■ **THE REQUEST**: Add -39 to every polygon vertex coordinate in the answers of the records below, and reproduce all their lines, requests included, but leave out the pictures. Keep the numbers in the requests and their layout samples unchanged.
----
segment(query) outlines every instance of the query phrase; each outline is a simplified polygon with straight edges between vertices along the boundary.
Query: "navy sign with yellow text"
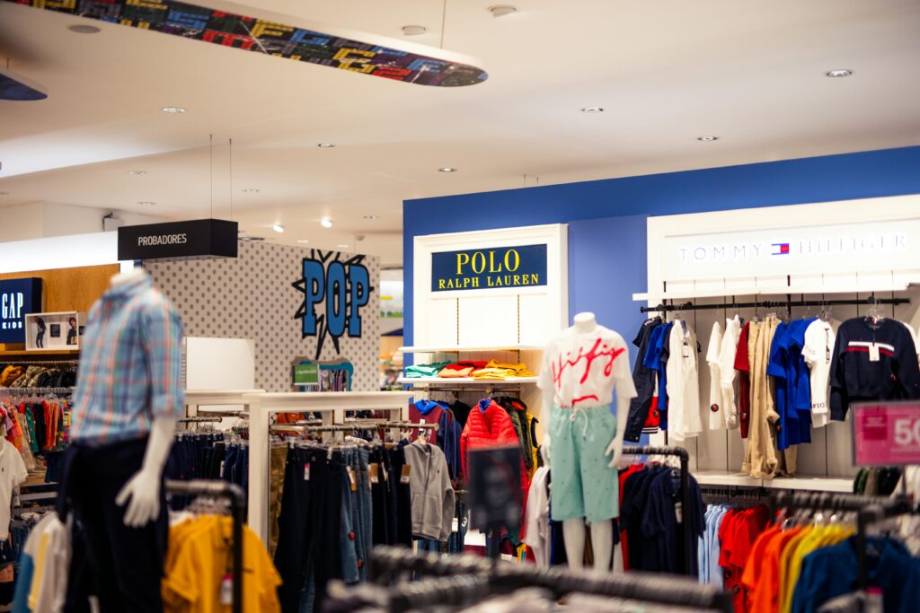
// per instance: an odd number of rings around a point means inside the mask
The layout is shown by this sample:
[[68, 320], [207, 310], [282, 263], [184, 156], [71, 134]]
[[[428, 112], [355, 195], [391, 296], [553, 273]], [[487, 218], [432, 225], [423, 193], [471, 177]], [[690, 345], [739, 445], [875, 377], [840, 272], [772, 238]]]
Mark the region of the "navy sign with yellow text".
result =
[[546, 285], [546, 245], [431, 254], [431, 291]]

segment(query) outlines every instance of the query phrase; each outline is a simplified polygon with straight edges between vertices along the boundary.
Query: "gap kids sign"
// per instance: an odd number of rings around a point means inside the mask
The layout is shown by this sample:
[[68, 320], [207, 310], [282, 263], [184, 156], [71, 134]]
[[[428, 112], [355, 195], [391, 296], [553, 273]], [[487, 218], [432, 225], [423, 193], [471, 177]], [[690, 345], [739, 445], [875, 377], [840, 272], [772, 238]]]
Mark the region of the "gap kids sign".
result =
----
■ **RESULT FOR THIS EXERCISE**:
segment(query) outlines every instance of the query phrase; each outline is a simplified polygon with straight edges between vertices along the boundary.
Query: "navy sign with yellow text"
// per instance: an odd number of rings around a point means inside the mask
The layout is shown by this sample:
[[68, 320], [207, 310], [282, 263], [184, 156], [71, 134]]
[[[428, 112], [355, 195], [391, 296], [553, 273]], [[487, 218], [432, 225], [423, 193], [471, 177]], [[690, 345], [739, 445], [875, 377], [840, 272], [772, 238]]]
Mark the region of the "navy sign with yellow text".
result =
[[507, 246], [507, 206], [392, 215], [392, 252]]

segment(query) outlines every instance of the query phrase; each outline is a simplified polygon with straight edges between vertices along the boundary.
Query: "gap kids sign"
// per instance: an odd number of rings around a point means inside the mask
The layout is shown by this sample:
[[68, 320], [207, 310], [282, 263], [184, 156], [71, 134]]
[[[428, 112], [355, 195], [391, 296], [553, 273]], [[487, 218], [432, 225], [423, 193], [471, 177]], [[690, 345], [739, 445], [875, 377], [840, 272], [772, 238]]]
Mark the region of the "gap kids sign".
result =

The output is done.